Extract provided —
┄┄┄┄┄┄┄┄┄┄

26. It is also pertinent to note that Sections 29 and 30 of the POCSO Act introduce statutory presumptions regarding the culpability and mental state of the accused once the foundational facts of the commission of the offence are established. In the present case, the prosecution has successfully discharged its initial burden by proving the age of the victim, her consistent testimony regarding the offence, and the presence of the appellant with the minor during the relevant period. The appellant has failed to rebut these presumptions either by way of cross-examination of the victim or by leading any defence evidence.
27. In view of the above, this Court finds no infirmity in the conclusion drawn by the learned Trial Court convicting the appellant under Section 376(3) of IPC, as the victim was admittedly below 16 years of age at the time of the incident, and under Section 4(2) of the POCSO Act.
28. As regards the aspect of sentencing, it is noted that the appellant has been awarded rigorous imprisonment for a period of 20 years for the offence punishable under Section 4(2) of the POCSO Act. Section 4(2) mandates that whoever commits penetrative sexual assault on a child below sixteen years of age shall be punished with imprisonment for a term not less than twenty years, which may extend to imprisonment for the remainder of the natural life of that person, and shall also be liable to fine. In the present case, the sentence awarded to the appellant is the minimum prescribed under the statute. Accordingly, no interference is warranted with respect to the said sentence. Further, for the offence under Section 363 IPC, which prescribes a maximum punishment of seven years, the appellant has been sentenced to rigorous imprisonment for a period of five years. The sentence awarded is well within the statutory limits and does not suffer from any illegality or perversity.

┄┄┄┄┄┄┄┄┄┄

What you will do — Can you reproduce the judgment excerpt above word for word, in full?

Records shown —
┄┄┄┄┄┄┄┄┄┄

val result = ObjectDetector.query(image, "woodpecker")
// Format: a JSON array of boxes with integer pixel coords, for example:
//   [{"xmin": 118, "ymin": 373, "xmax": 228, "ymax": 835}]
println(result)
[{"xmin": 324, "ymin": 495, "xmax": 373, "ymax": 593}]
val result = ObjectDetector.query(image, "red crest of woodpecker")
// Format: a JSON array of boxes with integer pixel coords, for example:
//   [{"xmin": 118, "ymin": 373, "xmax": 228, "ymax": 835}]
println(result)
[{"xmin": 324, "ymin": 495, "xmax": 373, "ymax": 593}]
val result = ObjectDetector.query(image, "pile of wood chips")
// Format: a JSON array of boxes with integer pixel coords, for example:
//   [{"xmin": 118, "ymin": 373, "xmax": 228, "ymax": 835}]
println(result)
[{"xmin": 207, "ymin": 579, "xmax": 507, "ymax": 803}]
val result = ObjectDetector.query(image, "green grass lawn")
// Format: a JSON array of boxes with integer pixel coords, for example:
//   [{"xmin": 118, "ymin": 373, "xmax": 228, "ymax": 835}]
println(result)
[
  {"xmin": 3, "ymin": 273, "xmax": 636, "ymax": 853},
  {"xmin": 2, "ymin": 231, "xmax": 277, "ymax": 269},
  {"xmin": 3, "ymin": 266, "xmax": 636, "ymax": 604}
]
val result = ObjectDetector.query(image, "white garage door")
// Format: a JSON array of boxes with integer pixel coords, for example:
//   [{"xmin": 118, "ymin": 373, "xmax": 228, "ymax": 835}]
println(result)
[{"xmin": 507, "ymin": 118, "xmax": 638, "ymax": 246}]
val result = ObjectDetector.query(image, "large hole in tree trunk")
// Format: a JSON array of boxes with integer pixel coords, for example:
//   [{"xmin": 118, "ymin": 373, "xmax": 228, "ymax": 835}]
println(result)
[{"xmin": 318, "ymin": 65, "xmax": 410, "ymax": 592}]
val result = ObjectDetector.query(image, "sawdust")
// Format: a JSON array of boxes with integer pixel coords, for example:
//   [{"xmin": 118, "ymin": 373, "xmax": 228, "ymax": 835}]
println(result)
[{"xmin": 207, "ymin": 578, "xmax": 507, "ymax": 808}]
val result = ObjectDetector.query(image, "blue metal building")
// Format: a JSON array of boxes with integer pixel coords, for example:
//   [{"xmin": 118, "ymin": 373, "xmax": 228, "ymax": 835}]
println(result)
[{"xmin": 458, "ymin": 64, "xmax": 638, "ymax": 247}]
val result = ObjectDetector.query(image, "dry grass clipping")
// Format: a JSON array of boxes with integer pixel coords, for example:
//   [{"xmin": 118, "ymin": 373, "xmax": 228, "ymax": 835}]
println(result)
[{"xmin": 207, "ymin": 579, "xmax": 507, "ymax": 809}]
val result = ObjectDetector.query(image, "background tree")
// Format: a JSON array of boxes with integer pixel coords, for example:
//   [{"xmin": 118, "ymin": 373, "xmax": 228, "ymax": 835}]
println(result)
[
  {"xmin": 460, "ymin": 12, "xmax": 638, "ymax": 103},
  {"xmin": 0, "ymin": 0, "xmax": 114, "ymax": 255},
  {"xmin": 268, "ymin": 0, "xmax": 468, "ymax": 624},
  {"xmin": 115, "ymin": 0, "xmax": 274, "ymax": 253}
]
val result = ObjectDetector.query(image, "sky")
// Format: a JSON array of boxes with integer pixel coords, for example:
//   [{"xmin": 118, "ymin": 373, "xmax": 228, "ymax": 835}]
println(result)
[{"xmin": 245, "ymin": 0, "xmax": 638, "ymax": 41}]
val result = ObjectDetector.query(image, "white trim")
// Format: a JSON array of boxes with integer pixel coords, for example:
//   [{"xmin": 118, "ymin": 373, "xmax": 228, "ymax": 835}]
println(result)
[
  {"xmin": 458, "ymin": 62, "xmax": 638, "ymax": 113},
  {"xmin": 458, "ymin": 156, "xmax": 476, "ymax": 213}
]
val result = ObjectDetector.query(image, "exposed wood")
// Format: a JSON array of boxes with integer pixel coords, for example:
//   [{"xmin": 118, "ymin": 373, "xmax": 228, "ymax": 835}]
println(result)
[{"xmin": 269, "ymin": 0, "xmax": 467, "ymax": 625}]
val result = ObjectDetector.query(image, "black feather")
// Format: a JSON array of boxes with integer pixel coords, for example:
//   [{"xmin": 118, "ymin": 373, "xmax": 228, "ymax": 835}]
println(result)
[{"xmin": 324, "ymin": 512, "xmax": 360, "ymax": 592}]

┄┄┄┄┄┄┄┄┄┄

Exercise solution —
26. It is also pertinent to note that Sections 29 and 30 of the POCSO Act introduce statutory presumptions regarding the culpability and mental state of the accused once the foundational facts of the commission of the offence are established. In the present case, the prosecution has successfully discharged its initial burden by proving the age of the victim, her consistent testimony regarding the offence, and the presence of the appellant with the minor during the relevant period. The appellant has failed to rebut these presumptions either by way of cross-examination of the victim or by leading any defence evidence.
27. In view of the above, this Court finds no infirmity in the conclusion drawn by the learned Trial Court convicting the appellant under Section 376(3) of IPC, as the victim was admittedly below 16 years of age at the time of the incident, and under Section 4(2) of the POCSO Act.
28. As regards the aspect of sentencing, it is noted that the appellant has been awarded rigorous imprisonment for a period of 20 years for the offence punishable under Section 4(2) of the POCSO Act. Section 4(2) mandates that whoever commits penetrative sexual assault on a child below sixteen years of age shall be punished with imprisonment for a term not less than twenty years, which may extend to imprisonment for the remainder of the natural life of that person, and shall also be liable to fine. In the present case, the sentence awarded to the appellant is the minimum prescribed under the statute. Accordingly, no interference is warranted with respect to the said sentence. Further, for the offence under Section 363 IPC, which prescribes a maximum punishment of seven years, the appellant has been sentenced to rigorous imprisonment for a period of five years. The sentence awarded is well within the statutory limits and does not suffer from any illegality or perversity.